→ Document extract
========

How PwC team used wireframes & report prototypes to answer the right business questions

12min read

To make your report successful, it is crucial to first understand the needs of the end users. This lets report creators know which questions should the report answer and which problems should be addressed.

Since this is often easier said than done, this customer story focuses on the importance of report prototypes & wireframes. The iteration process and continuous feedback collection are crucial components leading to efficient reports and effective meetings.

Hear it from Michael Schneiders, Enterprise Architecture, Data Transformation & Strategy at PwC, who shared how his team used the design thinking process to understand what their users wanted, built wireframes, and went through multiple iterations to successfully prepare guidelines for report developers.

========

→ Rows
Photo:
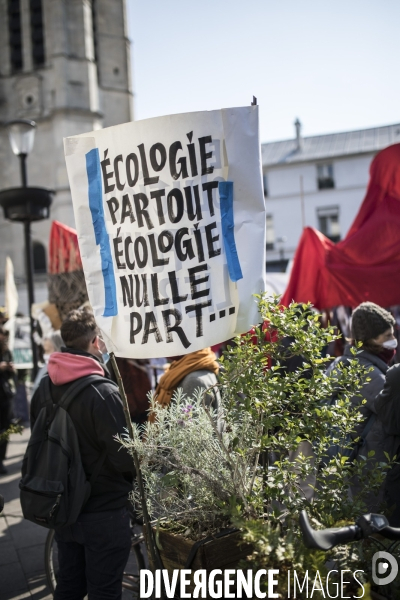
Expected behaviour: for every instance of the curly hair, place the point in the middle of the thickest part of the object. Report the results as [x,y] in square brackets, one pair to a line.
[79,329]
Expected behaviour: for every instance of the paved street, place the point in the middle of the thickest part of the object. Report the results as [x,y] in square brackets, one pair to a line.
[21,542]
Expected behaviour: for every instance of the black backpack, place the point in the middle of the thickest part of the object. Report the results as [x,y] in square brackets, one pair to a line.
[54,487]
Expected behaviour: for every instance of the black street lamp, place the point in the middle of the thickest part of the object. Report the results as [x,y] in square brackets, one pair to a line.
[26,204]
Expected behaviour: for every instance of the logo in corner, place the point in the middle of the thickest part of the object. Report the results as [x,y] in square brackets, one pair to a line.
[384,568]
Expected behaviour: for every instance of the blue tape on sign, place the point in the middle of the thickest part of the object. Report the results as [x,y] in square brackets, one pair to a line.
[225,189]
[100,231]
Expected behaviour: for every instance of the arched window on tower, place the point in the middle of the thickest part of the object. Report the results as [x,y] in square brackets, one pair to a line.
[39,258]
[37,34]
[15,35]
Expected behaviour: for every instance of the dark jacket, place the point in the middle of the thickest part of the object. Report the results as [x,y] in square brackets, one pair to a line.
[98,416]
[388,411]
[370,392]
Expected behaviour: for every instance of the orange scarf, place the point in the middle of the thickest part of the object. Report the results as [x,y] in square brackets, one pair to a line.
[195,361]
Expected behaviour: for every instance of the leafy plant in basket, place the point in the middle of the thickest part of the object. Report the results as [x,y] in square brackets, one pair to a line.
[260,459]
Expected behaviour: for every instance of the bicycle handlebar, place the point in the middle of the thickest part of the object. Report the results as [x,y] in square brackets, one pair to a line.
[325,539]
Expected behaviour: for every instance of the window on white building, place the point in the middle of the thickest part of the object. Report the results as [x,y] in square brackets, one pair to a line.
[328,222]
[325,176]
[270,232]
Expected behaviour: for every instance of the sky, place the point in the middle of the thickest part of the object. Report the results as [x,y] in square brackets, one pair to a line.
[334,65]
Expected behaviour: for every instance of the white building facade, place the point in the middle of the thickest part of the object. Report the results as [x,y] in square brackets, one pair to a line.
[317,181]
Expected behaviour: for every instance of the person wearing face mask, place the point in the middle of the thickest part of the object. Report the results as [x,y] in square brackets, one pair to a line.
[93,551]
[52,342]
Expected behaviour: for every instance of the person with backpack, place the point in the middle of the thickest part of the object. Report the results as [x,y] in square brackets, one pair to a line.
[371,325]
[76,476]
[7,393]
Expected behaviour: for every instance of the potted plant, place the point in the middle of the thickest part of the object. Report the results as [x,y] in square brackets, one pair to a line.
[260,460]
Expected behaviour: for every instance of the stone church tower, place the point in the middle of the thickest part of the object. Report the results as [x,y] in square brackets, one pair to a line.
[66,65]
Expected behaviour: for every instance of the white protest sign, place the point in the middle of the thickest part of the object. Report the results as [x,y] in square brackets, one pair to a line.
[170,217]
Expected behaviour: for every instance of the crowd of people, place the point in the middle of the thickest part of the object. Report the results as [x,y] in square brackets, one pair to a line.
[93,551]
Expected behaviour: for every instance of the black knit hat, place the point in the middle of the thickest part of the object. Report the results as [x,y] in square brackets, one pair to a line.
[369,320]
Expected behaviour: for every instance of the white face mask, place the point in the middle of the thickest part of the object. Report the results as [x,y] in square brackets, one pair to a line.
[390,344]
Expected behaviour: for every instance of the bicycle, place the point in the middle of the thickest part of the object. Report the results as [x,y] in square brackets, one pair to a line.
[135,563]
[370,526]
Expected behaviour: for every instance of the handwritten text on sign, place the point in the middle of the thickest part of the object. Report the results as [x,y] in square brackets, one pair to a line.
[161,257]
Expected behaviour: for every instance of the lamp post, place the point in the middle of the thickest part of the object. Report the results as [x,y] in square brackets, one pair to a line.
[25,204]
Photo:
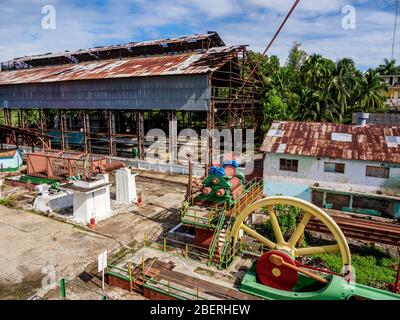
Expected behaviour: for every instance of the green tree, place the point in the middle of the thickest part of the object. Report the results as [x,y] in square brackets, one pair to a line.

========

→ Task instructions
A: According to the last sentence of the PwC customer story, list each action that Michael Schneiders' team carried out.
B: Continue the PwC customer story, starting after its final sentence.
The records were drawn from a separate source.

→ Task answers
A:
- Used the design thinking process to understand what their users wanted
- Built wireframes
- Went through multiple iterations
- Successfully prepared guidelines for report developers

B:
PwC Case Study - 15:56

The DaVinci project or the biggest digitization project at PwC

Michael has been with PwC for over 4 years and leads the data transformation & strategy team. They were heavily involved in the DaVinci program which was the biggest digitization program PwC ever did. It had two major goals. The first one was Europe-based and related to the harmonization of the contact-to-cash process. The second was to replace the given system of records (CRM, ERP, and HC) on a global level.

The first goal was related to the standardization of PwC Europe reporting. After some research, the team decided on Microsoft Power BI together with Zebra BI custom visuals as strategic tools. To truly accomplish their goal, they provided all employees at PwC with a license for Zebra BI, so that it can be used globally on any report.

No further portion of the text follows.